Point-based annotation data
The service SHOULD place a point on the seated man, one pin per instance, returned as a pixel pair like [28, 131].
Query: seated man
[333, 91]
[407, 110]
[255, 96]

**Task details:**
Rewrite the items above with every "seated man" changed to "standing man" and nothing else altered.

**The response:**
The service SHOULD place a point on the standing man, one pin per instance, returned as a pixel pair like [28, 131].
Query: standing man
[333, 91]
[407, 110]
[255, 96]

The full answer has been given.